▸ **GOAL OF THE EXERCISE**
Copy out every line of the listing below that contains the string "above", matching uppercase and lowercase exactly.

▸ **DATA**
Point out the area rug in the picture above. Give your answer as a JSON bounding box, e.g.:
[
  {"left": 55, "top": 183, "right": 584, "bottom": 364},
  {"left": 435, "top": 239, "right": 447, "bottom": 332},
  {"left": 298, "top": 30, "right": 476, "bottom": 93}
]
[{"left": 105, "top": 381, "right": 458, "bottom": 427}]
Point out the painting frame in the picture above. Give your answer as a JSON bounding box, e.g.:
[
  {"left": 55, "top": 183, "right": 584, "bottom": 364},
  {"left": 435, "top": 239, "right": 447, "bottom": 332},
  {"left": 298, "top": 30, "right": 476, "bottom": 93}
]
* * *
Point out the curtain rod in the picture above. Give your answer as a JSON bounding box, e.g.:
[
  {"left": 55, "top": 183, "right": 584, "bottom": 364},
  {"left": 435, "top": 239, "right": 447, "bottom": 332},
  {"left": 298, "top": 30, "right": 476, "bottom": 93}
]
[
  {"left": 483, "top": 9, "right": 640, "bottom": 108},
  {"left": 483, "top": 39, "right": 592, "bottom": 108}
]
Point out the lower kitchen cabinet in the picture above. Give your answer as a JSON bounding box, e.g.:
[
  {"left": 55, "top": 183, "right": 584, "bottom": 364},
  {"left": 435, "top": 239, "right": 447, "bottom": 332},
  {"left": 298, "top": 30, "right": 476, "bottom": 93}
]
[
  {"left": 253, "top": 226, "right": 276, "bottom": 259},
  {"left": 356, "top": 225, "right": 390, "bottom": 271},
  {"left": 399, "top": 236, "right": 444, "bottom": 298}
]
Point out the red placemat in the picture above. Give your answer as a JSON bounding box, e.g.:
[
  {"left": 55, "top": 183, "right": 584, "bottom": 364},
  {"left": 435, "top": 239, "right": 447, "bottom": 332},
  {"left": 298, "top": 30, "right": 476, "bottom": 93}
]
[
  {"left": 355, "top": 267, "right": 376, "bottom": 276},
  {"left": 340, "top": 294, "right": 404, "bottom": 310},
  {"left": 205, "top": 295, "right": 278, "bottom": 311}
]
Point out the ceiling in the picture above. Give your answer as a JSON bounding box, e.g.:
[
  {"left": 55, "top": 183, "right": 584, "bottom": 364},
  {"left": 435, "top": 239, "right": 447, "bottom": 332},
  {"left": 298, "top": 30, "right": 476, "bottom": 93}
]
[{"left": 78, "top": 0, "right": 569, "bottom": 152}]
==
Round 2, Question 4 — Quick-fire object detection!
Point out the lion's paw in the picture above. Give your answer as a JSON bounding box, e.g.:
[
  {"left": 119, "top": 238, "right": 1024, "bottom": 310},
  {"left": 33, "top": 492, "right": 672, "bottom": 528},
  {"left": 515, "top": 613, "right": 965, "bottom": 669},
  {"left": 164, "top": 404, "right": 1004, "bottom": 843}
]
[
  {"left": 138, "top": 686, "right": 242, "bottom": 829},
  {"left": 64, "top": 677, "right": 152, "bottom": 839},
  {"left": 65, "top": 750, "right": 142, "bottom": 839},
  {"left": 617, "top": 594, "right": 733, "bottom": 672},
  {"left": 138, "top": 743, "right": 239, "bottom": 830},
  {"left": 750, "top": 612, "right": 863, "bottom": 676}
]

▸ **FULL ANSWER**
Point out the area rug in the picture above. Give your answer as a JSON bounding box, e.g.:
Point out the painting frame in the picture above. Give your answer as a JSON bounding box, e.g.:
Point out the curtain rod in the picture above. Give your answer as a JSON bounding box, e.g.:
Point out the lower kitchen cabinet in the picture above. Give your answer as a JSON bounding box, e.g.:
Point out the red placemat in the picture above. Give your answer as a JSON bounding box, e.g.:
Point out the ceiling in the picture above. Give your answer as a JSON bounding box, e.g.:
Point out the lion's paw in the picture above. Give your answer as a JSON bounding box, e.g.:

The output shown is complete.